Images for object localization
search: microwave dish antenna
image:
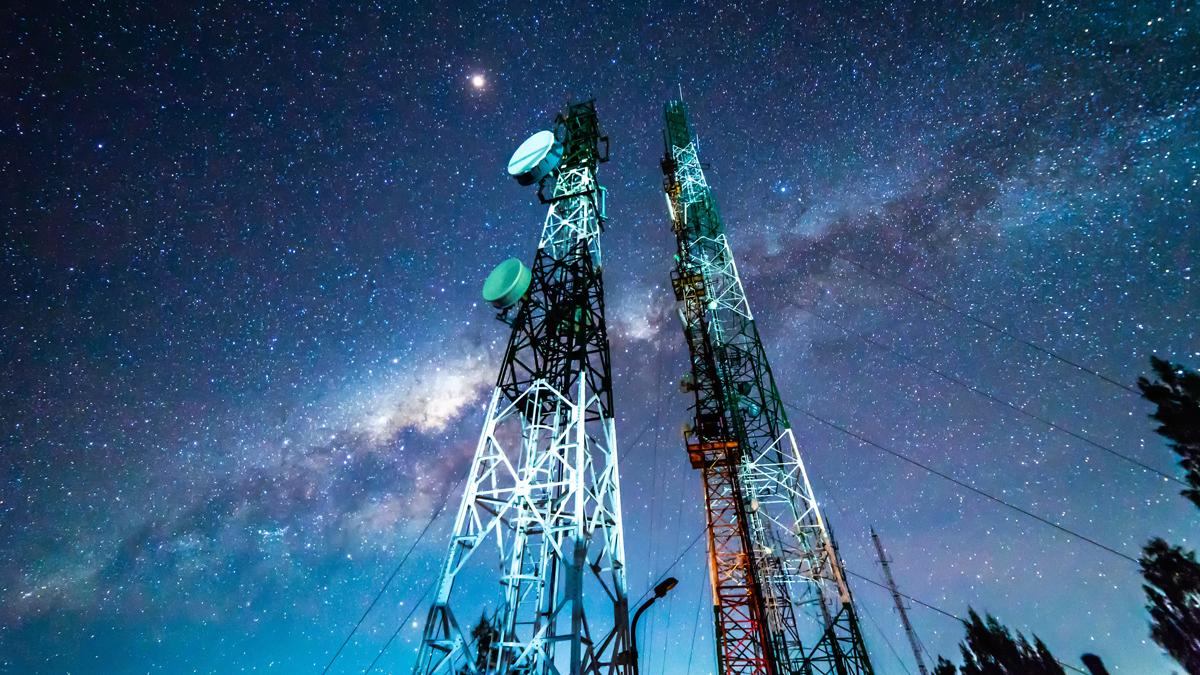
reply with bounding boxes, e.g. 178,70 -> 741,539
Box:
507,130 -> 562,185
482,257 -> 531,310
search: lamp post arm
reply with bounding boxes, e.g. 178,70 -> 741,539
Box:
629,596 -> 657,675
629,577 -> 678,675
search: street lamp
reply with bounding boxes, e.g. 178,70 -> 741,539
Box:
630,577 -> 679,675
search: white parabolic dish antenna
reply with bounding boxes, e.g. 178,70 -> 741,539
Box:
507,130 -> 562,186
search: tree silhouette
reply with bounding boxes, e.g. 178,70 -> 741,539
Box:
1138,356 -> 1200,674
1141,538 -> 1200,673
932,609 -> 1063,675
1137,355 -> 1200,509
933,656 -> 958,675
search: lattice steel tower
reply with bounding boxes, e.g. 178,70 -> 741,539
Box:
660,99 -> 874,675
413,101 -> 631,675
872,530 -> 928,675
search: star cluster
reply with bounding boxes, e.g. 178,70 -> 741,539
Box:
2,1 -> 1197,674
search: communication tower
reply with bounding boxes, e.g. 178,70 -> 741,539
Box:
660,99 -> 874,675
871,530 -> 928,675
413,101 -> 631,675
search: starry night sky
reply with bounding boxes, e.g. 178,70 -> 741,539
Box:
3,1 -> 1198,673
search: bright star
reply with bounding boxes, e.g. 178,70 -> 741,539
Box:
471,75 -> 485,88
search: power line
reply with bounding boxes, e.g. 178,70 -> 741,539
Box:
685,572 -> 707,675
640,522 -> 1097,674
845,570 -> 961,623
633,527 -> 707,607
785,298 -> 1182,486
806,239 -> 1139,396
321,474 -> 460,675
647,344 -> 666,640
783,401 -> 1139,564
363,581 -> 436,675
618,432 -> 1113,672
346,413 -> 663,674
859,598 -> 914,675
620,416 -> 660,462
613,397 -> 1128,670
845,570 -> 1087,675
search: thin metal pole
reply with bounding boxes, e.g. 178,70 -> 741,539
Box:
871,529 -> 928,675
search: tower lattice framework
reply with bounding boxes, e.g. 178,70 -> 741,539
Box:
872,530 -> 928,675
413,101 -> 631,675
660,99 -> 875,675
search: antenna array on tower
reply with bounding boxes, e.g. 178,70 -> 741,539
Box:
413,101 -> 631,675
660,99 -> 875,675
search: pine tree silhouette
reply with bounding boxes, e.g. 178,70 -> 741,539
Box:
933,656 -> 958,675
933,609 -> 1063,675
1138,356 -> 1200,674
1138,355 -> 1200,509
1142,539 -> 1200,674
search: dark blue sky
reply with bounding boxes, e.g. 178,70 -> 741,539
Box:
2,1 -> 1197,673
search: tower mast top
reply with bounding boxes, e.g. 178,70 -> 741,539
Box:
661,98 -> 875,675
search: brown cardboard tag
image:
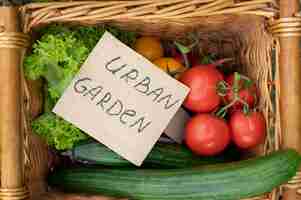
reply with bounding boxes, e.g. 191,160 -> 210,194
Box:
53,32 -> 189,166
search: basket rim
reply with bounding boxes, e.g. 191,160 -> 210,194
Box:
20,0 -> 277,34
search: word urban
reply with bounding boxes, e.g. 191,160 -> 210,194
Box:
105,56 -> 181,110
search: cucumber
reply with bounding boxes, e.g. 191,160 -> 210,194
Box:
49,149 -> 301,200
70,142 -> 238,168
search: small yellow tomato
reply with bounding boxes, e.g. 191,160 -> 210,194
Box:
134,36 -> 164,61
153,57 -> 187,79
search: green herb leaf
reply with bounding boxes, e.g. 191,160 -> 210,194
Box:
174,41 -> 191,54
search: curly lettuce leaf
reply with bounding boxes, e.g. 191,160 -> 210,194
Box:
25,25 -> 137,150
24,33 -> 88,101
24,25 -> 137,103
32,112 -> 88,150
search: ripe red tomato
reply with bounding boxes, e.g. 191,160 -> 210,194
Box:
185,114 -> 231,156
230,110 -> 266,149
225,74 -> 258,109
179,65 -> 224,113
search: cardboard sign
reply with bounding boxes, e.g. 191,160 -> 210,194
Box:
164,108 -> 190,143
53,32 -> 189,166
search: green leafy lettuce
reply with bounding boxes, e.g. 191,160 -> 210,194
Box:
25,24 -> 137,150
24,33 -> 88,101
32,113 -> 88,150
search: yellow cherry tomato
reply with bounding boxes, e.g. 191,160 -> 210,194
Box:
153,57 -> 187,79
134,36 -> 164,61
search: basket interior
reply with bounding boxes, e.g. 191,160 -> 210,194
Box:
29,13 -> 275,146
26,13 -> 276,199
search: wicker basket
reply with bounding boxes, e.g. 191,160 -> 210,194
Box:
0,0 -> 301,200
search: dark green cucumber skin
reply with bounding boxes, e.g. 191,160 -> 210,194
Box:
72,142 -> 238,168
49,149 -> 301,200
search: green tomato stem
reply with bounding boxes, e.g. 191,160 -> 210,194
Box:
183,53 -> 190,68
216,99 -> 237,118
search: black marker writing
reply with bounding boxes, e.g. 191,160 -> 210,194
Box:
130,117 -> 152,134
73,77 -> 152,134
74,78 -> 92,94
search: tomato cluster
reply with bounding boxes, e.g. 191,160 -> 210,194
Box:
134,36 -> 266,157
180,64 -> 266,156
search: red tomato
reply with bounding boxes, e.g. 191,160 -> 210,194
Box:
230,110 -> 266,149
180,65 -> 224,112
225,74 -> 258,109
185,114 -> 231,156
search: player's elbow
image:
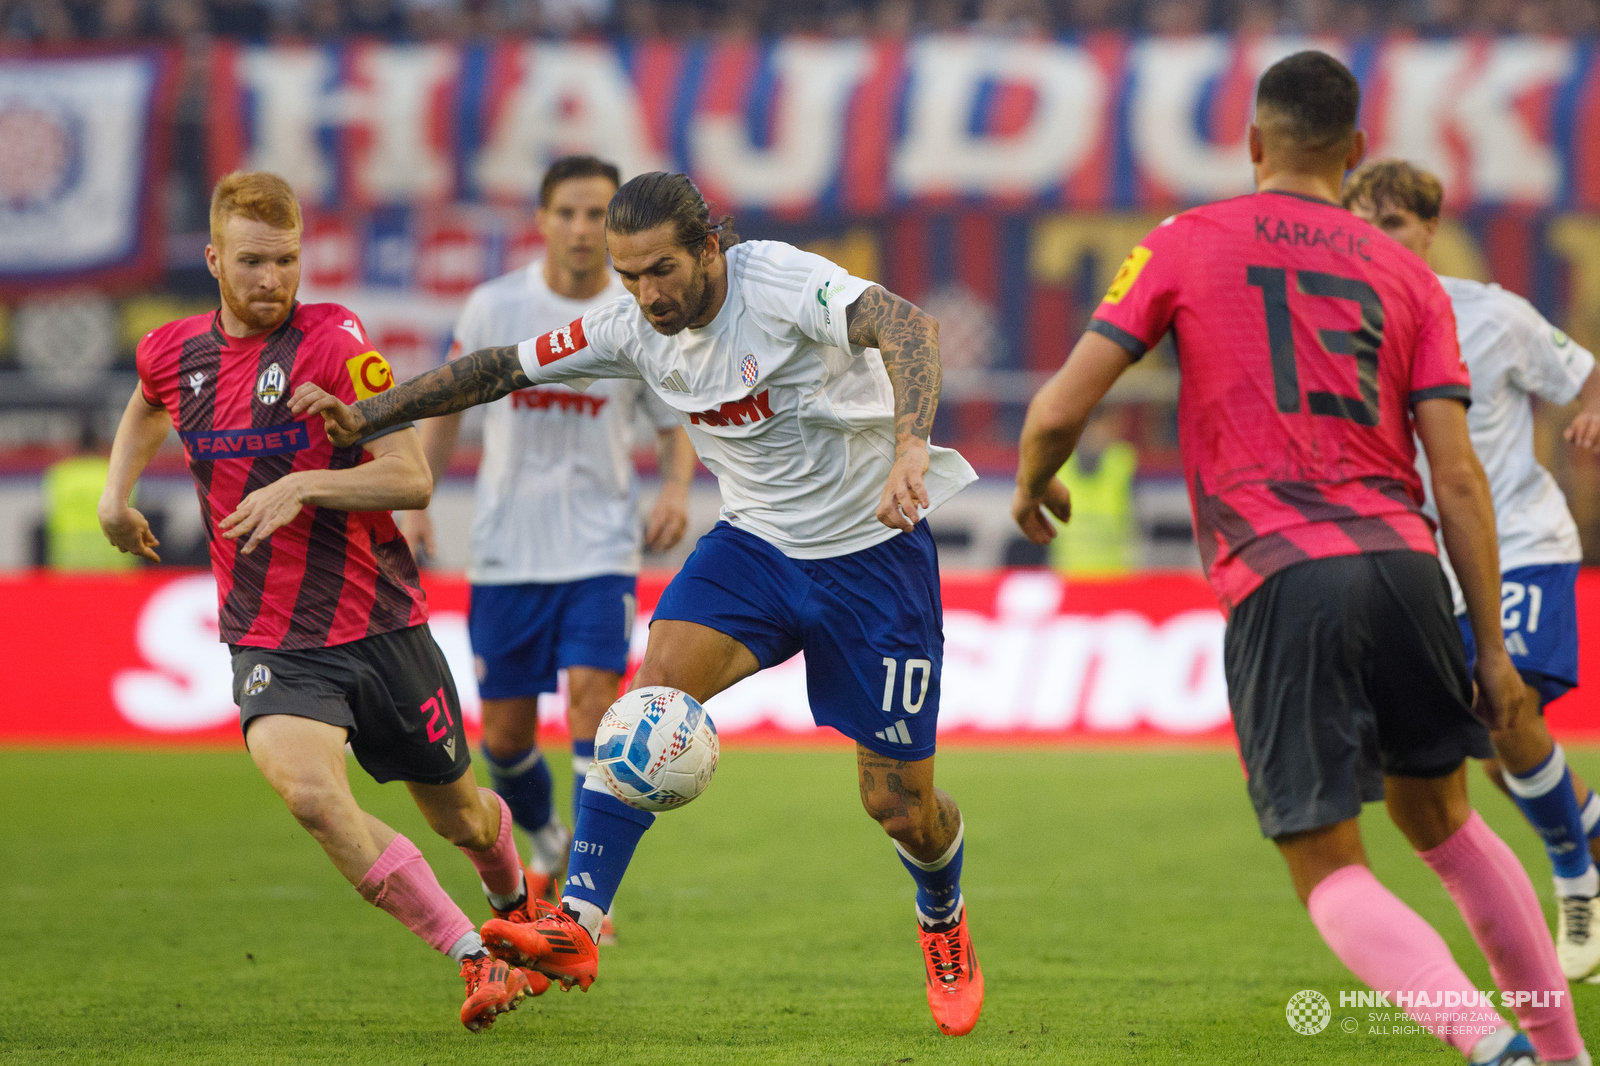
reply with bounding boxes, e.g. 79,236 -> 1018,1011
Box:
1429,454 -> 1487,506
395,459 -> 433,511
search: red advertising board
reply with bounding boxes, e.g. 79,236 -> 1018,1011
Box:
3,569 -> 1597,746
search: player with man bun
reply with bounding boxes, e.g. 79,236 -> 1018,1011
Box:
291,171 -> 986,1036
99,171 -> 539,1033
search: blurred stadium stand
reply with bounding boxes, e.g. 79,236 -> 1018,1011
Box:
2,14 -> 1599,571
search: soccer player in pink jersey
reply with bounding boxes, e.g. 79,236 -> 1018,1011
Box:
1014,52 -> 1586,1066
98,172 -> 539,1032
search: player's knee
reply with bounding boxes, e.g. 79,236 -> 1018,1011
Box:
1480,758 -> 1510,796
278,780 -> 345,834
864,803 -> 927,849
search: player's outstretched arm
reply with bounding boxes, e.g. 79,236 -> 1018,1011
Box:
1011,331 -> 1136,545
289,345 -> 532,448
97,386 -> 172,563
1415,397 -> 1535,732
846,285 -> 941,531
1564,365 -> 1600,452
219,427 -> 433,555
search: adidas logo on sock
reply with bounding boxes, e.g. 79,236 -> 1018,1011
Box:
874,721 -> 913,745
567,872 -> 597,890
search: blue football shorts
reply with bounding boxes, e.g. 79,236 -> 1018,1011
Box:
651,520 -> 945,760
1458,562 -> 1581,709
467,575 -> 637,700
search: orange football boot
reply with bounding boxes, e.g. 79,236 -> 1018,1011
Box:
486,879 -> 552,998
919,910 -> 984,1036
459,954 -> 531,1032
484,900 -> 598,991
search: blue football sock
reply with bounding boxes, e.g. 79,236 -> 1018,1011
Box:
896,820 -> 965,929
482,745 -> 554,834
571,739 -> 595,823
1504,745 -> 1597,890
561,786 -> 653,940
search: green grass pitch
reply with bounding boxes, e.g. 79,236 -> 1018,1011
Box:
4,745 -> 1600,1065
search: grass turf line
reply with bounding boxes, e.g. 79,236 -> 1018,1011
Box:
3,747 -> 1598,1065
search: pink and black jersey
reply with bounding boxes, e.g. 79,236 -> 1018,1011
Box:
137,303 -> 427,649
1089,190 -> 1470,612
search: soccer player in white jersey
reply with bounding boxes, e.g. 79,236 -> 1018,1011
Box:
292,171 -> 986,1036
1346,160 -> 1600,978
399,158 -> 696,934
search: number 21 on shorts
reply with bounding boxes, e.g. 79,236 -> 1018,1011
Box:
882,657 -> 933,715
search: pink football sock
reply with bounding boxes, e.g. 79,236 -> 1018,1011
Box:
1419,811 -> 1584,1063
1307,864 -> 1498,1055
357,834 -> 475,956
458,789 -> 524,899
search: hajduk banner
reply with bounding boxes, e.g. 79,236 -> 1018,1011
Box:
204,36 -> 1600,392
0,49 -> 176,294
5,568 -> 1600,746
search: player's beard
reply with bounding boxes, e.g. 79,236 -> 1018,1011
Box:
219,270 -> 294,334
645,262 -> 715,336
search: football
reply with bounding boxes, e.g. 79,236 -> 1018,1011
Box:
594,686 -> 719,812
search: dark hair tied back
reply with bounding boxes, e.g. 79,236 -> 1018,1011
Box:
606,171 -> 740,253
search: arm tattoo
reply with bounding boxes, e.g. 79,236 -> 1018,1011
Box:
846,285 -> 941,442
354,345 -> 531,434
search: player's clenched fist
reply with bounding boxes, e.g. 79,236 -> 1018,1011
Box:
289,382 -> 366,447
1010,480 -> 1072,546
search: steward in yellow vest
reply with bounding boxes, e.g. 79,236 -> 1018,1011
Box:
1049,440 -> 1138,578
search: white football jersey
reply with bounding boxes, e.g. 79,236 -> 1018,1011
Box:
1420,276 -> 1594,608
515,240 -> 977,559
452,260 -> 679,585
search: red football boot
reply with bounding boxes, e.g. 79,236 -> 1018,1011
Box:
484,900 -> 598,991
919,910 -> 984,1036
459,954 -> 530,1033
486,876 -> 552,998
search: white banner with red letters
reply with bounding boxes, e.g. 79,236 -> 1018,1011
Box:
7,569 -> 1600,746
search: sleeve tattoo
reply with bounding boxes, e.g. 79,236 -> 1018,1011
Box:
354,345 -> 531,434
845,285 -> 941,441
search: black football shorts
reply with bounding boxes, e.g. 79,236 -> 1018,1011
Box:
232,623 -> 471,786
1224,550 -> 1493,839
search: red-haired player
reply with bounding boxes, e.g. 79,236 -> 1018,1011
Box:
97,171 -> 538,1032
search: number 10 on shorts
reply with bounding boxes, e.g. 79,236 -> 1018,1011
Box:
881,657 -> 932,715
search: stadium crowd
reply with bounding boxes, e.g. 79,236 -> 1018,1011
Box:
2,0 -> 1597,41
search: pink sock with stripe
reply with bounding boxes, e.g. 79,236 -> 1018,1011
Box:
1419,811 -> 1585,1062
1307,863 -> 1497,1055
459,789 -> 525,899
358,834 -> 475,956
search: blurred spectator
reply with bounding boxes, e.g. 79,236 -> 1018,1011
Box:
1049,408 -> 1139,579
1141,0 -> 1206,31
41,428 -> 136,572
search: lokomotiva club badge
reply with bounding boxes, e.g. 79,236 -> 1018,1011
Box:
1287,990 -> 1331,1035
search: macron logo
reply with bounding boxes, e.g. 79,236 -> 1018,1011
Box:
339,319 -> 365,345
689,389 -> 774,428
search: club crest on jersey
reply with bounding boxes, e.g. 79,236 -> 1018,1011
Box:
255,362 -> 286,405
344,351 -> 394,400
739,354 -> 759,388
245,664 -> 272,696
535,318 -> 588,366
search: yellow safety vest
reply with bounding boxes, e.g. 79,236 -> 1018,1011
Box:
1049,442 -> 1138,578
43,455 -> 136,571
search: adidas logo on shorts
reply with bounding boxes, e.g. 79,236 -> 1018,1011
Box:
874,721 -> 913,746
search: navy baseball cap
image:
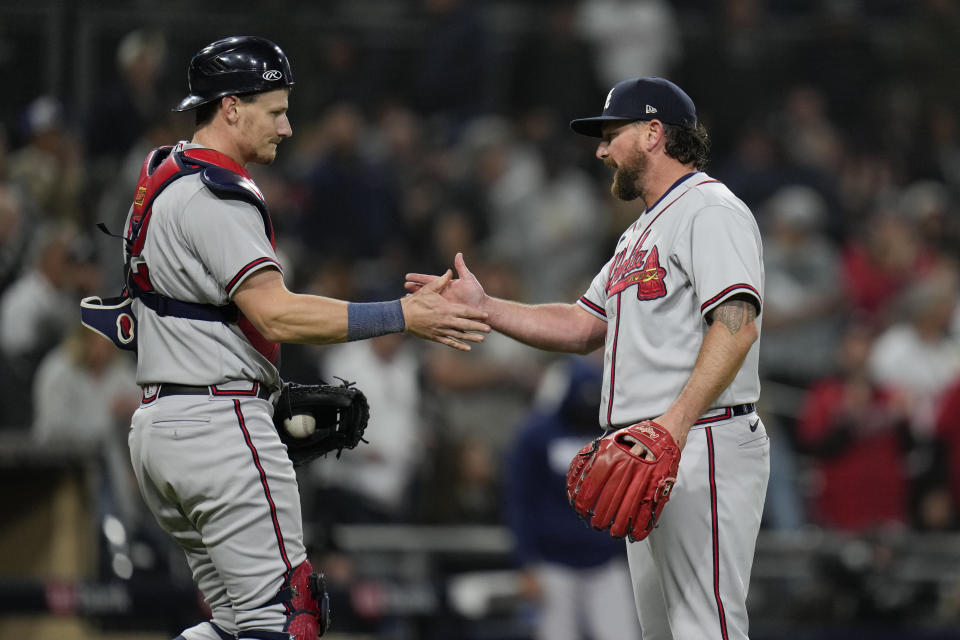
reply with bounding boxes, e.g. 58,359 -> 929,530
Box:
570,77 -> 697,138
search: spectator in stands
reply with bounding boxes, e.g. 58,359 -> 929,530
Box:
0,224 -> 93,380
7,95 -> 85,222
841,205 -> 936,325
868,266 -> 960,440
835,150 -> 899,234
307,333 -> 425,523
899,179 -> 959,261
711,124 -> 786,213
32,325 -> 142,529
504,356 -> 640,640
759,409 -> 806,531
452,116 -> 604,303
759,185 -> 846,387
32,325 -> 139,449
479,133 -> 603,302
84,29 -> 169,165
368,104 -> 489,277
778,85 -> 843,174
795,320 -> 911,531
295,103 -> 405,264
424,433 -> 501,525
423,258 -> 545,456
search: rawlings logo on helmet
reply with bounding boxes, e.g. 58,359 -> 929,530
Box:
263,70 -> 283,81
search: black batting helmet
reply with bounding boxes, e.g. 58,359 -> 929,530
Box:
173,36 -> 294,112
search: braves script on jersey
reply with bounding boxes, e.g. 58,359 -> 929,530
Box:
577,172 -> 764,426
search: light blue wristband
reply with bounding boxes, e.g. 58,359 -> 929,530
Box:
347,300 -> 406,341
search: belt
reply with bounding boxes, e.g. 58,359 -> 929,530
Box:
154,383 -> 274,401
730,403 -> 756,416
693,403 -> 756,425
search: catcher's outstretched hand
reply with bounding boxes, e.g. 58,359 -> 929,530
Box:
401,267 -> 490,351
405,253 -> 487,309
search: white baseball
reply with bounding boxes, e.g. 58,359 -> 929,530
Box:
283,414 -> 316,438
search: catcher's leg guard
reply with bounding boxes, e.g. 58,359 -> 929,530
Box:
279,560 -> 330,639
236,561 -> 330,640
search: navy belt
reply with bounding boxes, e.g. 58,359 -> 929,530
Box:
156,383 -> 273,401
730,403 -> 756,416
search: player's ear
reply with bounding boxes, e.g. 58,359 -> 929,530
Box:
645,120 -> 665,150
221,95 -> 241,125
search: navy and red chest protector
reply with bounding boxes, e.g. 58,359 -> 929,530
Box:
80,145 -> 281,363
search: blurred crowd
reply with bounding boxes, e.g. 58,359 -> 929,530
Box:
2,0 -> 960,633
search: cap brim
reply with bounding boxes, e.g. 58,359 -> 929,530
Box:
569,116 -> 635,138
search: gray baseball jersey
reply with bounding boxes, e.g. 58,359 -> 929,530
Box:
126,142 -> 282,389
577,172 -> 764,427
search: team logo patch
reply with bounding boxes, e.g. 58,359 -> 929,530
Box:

What the exercise asks —
Where a line of the data above includes the string "vest", pull it out.

Task response —
search: steward in yellow vest
search: yellow safety vest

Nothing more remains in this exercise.